#### [Set problem]
Count the lines in the data below that contain the string "truck", treating uppercase and lowercase as different, and give only the number.

────────────────

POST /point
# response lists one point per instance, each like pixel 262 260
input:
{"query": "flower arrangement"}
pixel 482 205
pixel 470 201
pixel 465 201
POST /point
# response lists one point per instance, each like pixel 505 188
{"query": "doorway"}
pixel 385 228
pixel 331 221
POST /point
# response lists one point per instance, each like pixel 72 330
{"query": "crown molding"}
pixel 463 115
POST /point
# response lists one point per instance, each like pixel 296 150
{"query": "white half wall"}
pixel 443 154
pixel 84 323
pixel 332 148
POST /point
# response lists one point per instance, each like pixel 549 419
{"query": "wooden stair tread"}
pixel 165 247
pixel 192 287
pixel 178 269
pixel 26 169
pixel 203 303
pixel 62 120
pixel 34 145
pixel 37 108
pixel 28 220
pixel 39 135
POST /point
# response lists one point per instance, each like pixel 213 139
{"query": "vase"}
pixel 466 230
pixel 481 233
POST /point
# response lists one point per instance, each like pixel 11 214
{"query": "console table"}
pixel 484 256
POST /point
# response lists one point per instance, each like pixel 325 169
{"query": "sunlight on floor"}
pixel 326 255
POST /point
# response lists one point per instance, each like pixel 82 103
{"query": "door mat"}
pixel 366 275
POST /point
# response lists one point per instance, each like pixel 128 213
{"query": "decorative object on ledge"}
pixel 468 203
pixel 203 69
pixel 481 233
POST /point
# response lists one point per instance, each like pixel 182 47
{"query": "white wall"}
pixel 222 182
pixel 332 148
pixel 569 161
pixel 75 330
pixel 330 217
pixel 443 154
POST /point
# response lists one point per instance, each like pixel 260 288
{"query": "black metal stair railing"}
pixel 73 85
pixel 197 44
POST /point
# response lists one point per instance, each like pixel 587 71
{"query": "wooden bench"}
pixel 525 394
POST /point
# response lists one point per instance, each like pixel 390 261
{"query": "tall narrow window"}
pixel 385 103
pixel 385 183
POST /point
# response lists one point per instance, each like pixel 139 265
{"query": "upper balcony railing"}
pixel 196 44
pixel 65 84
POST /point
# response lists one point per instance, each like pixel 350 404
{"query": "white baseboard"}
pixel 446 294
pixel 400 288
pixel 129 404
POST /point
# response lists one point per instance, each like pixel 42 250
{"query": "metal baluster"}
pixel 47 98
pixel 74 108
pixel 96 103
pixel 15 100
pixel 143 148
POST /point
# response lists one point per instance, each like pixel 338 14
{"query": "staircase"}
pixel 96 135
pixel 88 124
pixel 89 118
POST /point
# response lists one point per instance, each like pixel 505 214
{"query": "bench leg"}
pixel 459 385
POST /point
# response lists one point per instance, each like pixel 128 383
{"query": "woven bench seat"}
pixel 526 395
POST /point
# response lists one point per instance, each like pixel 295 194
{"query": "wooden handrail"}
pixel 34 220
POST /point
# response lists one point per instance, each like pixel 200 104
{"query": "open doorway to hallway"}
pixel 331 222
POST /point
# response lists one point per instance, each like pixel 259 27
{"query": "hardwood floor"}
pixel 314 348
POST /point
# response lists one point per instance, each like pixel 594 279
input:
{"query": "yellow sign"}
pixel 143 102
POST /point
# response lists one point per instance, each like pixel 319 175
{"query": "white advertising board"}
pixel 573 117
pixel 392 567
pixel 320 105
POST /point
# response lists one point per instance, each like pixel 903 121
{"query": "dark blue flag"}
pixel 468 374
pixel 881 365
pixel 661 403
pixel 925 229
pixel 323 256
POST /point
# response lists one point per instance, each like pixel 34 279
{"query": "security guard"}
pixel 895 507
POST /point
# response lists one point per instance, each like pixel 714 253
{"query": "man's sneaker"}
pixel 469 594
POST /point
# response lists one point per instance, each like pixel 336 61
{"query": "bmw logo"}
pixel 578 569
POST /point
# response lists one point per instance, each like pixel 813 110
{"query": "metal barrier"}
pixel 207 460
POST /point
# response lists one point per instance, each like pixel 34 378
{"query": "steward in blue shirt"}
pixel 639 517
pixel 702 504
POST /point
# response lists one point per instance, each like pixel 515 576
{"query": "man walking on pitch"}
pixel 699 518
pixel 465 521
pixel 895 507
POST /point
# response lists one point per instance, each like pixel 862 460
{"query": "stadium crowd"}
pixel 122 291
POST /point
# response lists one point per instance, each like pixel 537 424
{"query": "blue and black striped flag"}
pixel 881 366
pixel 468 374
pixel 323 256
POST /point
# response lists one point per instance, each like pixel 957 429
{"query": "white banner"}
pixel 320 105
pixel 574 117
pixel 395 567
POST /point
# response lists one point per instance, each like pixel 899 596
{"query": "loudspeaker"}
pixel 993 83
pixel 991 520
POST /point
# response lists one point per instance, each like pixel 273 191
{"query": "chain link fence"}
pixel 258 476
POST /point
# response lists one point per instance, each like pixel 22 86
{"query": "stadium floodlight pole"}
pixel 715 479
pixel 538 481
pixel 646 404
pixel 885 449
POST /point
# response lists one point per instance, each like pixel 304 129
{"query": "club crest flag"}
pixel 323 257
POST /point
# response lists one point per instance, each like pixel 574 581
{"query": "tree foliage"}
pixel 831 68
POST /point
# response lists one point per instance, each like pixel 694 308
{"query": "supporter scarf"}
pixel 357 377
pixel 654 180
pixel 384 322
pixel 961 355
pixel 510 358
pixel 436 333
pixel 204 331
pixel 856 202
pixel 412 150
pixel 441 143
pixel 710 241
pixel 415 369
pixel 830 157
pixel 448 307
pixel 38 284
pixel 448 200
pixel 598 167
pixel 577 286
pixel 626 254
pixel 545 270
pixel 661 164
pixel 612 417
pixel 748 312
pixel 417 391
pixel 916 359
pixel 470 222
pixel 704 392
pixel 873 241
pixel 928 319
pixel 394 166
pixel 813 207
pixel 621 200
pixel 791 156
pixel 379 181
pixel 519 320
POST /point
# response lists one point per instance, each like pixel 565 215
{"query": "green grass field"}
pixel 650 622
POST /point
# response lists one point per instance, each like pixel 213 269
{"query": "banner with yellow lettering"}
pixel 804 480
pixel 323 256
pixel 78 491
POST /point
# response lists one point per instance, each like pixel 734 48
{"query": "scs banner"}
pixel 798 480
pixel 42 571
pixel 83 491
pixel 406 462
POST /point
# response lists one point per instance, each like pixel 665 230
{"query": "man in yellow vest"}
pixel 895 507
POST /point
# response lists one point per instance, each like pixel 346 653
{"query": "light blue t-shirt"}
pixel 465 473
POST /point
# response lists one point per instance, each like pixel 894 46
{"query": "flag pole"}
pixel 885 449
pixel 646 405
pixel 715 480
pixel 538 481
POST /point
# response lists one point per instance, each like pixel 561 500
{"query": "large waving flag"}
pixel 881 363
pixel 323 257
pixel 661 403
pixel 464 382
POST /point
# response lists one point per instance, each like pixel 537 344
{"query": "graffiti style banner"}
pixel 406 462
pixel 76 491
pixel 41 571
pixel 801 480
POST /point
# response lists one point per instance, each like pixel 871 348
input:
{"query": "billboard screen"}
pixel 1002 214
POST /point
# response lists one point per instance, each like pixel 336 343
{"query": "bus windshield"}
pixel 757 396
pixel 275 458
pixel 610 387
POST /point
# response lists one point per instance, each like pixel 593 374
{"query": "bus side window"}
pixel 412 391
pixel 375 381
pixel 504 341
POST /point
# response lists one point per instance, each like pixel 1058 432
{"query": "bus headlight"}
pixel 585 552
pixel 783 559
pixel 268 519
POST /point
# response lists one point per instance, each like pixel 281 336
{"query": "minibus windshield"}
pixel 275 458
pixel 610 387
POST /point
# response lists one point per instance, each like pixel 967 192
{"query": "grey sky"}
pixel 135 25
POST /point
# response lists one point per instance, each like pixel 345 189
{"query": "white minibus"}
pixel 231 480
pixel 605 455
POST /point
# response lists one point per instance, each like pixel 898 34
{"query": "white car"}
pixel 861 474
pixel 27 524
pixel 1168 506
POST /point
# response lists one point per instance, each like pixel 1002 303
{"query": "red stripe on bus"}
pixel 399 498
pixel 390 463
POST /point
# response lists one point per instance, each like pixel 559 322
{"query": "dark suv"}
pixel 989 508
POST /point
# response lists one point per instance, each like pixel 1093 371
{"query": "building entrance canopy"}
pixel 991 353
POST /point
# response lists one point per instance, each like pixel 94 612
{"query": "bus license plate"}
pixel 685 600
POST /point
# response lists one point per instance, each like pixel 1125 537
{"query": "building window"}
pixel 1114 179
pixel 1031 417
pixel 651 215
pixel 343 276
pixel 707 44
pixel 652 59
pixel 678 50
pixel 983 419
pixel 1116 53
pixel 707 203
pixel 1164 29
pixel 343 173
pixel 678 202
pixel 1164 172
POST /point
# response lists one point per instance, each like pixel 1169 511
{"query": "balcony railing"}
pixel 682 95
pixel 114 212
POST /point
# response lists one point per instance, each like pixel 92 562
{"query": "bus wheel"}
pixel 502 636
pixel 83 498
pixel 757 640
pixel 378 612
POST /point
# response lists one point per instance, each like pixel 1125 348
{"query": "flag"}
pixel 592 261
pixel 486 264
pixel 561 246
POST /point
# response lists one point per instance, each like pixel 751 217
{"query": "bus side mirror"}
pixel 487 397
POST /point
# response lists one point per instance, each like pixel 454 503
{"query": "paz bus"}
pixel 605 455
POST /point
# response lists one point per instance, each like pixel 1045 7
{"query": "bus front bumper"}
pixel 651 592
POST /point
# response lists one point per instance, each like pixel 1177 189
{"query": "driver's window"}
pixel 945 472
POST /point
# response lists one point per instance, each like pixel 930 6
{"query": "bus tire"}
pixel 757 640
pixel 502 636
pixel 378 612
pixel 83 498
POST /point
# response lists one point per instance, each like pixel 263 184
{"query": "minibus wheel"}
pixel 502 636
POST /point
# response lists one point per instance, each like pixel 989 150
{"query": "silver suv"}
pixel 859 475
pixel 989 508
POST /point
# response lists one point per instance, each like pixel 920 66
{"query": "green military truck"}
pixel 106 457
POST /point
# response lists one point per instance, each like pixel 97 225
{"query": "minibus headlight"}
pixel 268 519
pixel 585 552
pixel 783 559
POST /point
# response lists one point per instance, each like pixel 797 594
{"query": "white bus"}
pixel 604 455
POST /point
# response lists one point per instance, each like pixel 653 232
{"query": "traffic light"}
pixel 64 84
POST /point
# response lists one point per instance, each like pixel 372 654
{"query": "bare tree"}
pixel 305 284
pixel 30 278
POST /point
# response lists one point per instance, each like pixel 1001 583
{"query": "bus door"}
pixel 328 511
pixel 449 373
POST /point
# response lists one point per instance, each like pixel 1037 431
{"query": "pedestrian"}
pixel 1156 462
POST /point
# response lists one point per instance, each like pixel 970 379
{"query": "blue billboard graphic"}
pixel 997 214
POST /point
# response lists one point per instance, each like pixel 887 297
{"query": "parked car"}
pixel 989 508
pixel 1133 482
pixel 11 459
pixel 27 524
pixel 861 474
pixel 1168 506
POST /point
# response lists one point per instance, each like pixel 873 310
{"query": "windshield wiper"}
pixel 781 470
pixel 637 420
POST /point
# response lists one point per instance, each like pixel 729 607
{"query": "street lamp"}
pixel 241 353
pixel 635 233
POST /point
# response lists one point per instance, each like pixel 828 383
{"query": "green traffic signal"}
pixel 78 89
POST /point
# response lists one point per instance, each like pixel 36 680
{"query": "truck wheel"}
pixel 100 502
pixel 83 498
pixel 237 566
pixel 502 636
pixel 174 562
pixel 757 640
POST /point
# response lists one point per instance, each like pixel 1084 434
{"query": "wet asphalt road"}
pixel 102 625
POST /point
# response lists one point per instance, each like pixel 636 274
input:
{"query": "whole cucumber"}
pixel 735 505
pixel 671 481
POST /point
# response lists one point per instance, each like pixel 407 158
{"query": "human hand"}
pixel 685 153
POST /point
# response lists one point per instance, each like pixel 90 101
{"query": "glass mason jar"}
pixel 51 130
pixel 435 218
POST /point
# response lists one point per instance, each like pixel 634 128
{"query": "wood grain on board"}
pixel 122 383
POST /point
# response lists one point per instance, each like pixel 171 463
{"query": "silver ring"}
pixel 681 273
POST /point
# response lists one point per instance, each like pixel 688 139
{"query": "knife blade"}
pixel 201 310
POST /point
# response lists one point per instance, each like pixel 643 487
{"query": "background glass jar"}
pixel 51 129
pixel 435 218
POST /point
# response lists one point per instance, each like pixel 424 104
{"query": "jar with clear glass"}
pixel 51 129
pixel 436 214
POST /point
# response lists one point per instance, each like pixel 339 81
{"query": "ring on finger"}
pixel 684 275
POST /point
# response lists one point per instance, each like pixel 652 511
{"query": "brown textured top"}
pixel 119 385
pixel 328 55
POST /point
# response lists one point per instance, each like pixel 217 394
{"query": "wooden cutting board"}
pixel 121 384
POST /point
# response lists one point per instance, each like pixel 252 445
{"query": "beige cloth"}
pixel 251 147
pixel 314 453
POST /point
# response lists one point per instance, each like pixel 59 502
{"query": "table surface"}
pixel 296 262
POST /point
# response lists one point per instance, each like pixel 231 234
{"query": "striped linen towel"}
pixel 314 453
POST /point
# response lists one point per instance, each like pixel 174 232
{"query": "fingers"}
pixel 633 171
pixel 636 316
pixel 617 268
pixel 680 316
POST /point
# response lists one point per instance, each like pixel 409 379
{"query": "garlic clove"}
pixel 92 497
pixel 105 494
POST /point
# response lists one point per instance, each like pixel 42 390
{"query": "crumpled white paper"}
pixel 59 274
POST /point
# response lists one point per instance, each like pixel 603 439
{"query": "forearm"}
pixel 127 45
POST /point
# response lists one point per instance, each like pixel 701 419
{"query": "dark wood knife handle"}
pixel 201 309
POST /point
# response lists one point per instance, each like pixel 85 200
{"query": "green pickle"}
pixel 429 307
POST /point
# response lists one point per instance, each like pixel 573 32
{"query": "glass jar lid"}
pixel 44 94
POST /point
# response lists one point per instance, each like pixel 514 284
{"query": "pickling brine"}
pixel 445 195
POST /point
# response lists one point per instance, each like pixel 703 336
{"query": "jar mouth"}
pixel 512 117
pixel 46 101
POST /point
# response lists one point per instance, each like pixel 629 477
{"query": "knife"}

────────────────

#### [Written answer]
2